Besutan Jombang

Tahun
2019
Nomor Registrasi
201900985
Domain
Seni Pertunjukan
Provinsi
Jawa Timur
Responsive image

 

Besutan berasal dari kata besut, merupakan salah satu tokoh dalam pertunjukan Besutan. Sebelumnya disebut Lerok dan kemudian Ludruk. Besut juga berasal dari bahasa jawa yaitu mbesut yang berarti membersihkan yang kotor atau menghaluskan atau mengulas. Adapun yang dibersihkan, dihaluskan, dan diulas adalah isi pertunjukan. Mulai dari bentuk yang sangat sederhana, ditingkatkan agar lebih baik, sehingga maknanya yang tersirat dapat diulas oleh penonton.

Besut juga merupakan akronim dari mbeto maksud (membawa maksud). Maksud yang dibawa adalah isi pertunjukan, yaitu yang terkandung dalam kidungan, busana, dialog, maupun cerita. Tokoh Besutan di Jombang tidak mengenal adanya Ludruk Bandan, Ludruk Besep, Ludruk Besutan. Mereka lebih mengenal istilah Lerok, Besutan, Ludruk. Walaupun secara rinci periode Ludruk di atas bentuk pengembanganya sama, yaitu mulai Lerok sampai Besutan hingga menjadi Ludruk.

Masyarakat Jawa Timur pada umumnya adalah masyarakat agraris, hampir seluruh wilayah pelosok Jawa Timur penduduknya berpenghasilan dengan bercocok tanam atau bertani. Daerah Jombang rata-rata masyarakat yang ada di pelosok desa berpenghasilan dari bertani, hasil dari bertani terkadang kurang untuk mencukupi hidup sehari-hari. Dari latar belakang inilah, sekitar tahun 1907 seorang penduduk  yang setiap harinya bekerja sebagai petani dari desa Ceweng, Kecamatan Diwek, Kabupaten Jombang yang bernama Pak Santik yang mempunyai wajah lucu (penuh humor), berinisiatif untuk menambah penghasilan dengan mengamen.

**Kumpulan Data:**
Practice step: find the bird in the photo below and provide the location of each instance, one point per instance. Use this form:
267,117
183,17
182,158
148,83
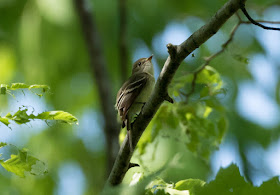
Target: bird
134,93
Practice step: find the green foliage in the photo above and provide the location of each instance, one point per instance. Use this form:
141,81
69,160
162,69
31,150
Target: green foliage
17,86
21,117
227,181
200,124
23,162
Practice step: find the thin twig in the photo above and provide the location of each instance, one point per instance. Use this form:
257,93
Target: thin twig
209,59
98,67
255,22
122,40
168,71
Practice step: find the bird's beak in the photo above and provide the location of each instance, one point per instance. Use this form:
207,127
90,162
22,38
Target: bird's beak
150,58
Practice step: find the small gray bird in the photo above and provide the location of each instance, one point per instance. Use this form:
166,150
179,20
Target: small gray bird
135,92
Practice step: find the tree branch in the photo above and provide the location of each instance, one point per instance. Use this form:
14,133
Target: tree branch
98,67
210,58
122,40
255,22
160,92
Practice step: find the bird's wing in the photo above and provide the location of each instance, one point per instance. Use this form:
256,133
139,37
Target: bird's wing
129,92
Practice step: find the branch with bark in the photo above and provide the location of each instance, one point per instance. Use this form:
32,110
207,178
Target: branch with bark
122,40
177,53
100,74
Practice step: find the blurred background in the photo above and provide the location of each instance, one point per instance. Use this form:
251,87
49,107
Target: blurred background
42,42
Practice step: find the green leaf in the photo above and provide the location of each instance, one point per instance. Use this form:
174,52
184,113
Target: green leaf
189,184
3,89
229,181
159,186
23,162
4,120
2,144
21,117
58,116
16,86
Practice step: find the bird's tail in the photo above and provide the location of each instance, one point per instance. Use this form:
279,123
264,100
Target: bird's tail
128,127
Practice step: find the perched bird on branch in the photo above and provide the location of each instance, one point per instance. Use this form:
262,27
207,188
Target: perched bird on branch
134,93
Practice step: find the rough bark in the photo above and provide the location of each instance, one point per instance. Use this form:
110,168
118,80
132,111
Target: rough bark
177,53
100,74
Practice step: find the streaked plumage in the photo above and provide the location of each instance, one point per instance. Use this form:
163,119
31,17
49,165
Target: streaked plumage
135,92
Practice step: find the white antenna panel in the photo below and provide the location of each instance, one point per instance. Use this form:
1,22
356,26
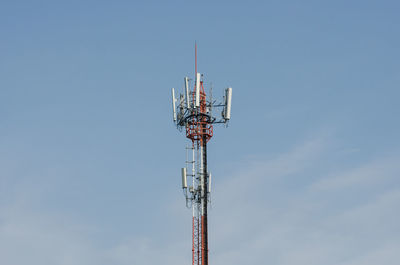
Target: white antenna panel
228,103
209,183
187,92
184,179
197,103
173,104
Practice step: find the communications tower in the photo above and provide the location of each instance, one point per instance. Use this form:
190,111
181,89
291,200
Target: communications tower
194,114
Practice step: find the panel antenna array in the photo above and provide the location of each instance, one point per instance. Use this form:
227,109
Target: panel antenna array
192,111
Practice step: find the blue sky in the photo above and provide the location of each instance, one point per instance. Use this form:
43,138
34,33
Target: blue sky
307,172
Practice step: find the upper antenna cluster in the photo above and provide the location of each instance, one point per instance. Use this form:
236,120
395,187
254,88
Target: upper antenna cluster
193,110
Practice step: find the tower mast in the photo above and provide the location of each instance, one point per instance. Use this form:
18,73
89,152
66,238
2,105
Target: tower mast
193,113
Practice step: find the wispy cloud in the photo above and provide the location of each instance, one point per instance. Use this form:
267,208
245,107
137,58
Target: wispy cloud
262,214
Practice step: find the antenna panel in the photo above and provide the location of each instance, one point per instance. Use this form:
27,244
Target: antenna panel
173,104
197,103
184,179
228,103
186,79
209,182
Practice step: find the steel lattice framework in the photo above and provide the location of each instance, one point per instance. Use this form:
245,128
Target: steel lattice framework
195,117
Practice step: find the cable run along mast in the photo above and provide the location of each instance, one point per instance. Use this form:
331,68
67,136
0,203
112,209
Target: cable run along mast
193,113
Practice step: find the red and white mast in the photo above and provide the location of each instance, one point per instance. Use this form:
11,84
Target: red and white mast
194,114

* * *

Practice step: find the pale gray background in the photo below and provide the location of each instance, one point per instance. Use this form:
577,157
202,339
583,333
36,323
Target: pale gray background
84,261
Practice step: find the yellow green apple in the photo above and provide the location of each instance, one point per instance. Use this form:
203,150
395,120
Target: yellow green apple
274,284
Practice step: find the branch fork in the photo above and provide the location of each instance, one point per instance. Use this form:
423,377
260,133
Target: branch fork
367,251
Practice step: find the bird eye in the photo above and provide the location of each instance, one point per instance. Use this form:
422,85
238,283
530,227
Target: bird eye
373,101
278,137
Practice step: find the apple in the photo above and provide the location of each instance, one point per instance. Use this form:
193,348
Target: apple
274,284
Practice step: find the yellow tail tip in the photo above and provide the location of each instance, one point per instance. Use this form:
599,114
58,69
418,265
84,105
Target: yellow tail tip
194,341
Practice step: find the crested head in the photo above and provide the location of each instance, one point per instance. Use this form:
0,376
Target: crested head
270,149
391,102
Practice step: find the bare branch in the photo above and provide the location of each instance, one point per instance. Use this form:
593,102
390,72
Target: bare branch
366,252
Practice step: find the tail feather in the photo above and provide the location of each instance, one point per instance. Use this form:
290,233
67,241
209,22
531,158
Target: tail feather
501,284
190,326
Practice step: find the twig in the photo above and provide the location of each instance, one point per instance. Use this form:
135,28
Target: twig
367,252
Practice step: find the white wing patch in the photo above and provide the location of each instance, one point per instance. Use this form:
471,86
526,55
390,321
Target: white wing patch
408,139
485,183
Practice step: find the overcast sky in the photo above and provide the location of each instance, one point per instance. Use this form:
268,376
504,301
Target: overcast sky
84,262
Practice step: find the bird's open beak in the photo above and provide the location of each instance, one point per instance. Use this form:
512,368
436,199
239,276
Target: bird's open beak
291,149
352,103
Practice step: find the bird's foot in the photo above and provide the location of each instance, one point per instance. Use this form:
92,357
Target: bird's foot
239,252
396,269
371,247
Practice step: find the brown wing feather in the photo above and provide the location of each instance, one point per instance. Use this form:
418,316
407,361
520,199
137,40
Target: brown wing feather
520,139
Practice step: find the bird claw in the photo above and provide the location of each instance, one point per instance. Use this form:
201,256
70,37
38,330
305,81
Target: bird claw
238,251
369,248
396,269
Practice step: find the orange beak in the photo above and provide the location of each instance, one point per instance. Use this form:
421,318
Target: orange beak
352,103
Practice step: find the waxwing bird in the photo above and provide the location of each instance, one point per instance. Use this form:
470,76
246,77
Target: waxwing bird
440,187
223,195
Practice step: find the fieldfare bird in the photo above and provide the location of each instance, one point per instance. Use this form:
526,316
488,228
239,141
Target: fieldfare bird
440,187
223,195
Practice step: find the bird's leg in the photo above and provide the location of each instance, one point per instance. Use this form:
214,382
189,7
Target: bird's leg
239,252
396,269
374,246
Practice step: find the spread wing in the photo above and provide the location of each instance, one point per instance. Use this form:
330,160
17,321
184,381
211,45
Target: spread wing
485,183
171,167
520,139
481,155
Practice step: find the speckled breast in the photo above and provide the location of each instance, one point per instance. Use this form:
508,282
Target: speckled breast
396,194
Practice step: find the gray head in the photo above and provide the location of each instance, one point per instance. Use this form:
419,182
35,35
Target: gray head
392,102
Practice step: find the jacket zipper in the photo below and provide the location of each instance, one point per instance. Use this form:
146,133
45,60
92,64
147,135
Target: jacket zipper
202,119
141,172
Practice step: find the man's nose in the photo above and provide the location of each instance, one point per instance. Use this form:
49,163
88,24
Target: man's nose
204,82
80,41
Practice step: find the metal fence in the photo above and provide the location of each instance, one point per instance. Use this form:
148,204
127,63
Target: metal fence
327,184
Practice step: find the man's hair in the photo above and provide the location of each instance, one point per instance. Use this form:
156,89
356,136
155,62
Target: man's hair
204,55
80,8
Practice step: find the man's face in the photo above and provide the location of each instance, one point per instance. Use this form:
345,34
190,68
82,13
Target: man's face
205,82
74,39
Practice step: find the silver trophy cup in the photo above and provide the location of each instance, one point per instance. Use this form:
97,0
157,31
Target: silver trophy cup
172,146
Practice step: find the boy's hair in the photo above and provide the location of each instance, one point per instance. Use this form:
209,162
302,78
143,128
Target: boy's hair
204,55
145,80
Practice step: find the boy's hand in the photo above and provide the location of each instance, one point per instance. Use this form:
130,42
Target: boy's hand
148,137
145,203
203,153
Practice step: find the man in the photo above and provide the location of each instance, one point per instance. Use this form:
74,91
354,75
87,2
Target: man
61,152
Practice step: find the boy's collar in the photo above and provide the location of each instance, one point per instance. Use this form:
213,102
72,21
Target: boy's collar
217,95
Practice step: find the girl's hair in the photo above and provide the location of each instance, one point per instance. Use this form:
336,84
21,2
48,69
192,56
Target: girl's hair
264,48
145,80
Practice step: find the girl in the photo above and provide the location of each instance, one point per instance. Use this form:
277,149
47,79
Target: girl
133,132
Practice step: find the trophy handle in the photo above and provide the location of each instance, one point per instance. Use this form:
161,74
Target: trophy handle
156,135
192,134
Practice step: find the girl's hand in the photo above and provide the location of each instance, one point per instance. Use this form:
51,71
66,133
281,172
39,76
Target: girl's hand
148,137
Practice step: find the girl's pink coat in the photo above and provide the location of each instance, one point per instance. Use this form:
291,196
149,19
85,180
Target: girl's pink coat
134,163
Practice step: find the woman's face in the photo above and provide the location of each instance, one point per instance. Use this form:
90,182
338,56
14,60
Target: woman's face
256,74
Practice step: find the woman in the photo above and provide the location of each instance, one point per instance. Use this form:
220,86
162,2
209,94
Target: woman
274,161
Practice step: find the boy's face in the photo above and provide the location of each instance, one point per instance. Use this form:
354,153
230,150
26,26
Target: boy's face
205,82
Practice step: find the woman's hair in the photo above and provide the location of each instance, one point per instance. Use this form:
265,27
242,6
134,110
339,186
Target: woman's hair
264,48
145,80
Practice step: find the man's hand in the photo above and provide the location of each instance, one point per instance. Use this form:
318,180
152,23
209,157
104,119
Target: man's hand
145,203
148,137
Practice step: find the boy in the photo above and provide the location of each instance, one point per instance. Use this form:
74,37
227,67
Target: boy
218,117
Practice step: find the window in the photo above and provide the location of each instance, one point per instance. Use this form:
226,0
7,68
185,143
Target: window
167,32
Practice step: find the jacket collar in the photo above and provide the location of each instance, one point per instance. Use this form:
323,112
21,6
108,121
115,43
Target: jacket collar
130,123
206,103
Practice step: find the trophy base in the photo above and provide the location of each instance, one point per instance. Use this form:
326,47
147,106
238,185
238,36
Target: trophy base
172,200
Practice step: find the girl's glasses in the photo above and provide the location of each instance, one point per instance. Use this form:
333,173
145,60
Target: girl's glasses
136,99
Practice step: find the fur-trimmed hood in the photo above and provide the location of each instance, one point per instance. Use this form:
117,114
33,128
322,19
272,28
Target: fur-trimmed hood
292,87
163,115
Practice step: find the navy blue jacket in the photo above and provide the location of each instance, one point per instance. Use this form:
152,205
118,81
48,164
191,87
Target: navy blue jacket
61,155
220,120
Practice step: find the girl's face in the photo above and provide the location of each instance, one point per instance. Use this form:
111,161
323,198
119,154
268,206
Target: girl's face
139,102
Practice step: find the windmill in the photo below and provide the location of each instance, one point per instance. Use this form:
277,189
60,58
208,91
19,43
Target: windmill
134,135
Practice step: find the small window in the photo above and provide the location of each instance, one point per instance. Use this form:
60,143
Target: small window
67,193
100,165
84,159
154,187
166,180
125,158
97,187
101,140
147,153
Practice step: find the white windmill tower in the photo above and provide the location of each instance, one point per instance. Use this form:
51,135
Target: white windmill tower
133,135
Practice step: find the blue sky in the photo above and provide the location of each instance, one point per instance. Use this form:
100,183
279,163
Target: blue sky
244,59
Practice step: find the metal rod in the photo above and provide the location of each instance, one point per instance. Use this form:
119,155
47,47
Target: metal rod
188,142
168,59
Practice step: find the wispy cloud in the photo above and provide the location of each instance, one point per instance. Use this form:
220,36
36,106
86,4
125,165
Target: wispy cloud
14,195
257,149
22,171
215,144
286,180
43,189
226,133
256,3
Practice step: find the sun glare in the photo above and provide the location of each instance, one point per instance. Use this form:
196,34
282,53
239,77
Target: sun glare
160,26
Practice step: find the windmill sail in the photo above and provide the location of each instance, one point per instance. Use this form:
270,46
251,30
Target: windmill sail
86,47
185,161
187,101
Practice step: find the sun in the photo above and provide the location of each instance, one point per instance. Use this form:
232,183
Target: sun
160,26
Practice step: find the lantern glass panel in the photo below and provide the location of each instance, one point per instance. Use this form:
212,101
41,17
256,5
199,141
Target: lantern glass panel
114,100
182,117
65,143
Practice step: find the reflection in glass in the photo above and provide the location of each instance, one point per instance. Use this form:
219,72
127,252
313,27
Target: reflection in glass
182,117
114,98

--

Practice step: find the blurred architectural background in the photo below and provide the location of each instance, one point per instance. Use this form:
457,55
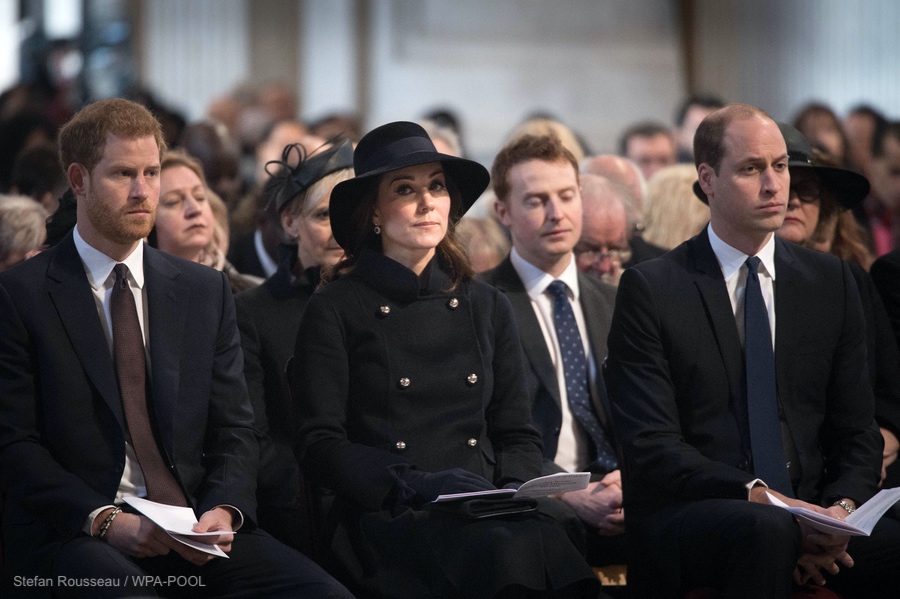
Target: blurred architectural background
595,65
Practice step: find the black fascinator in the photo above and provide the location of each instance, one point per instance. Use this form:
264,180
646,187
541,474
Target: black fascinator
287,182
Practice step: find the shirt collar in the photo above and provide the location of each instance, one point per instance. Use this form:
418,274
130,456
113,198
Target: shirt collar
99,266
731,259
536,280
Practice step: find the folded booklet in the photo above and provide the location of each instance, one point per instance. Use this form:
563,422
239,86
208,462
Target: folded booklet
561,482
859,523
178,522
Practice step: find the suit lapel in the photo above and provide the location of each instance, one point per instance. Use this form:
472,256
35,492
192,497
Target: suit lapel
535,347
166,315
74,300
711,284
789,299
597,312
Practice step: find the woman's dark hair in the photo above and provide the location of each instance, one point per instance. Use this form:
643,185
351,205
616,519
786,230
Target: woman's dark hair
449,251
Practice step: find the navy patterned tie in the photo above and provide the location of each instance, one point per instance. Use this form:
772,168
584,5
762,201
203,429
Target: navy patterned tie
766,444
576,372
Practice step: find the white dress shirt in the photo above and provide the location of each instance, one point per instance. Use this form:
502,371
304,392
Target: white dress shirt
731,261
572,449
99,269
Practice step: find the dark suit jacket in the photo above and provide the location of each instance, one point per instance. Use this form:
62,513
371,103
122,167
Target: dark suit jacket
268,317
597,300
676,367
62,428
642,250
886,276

**Perintah Tugas:**
Lanjutkan teks tentang Besutan Jombang dari titik teks itu berhenti.

**Jawaban Tugas:**
Ngamen  yang dilakukannya diiringi musik lisan atau musik mulut, setelah ia berkenalan dengan Pak Amir, asal Desa Plandi, mereka memulai ngamen dengan menggunakan alat musik kendang. Perkembangan selanjutnya mengajak Pak Pono yang mengenakan busana wanita atau wedokan (hadirnya travesti pada awal abad ke-20).

Mereka bertiga ngamen dengan tujuan untuk memenuhi kebutuhan hidup sehari-hari dengan semboyan berbentuk pantun atau parikan (bahasa Jawa):

 

Keyong nyemplung neng blumbang

Tinimbang nyolong aluwung mbarang

(keong masuk ke kolam daripada mencuri lebih baik mbarang/ngamen).

 

Masa ngamen yang dilakukan oleh ketiga seniman alam itu diperkirakan terjadi tahun 1907 - 1915. Periode inilah yang disebut periode ngamen. Istilah yang muncul di kalangan masyarakat Jombang pada waktu itu ialah Lerok. Para pengamen yang muncul wajahnya dirias model coretan agar tampak lucu dan sulit dikenali wajah yang sebenarnya. Dalam perkembangan selanjutnya timbullah istilah Lerok Ngamen yang berasal dari kata lorek ngamen (wong lorek ngamen).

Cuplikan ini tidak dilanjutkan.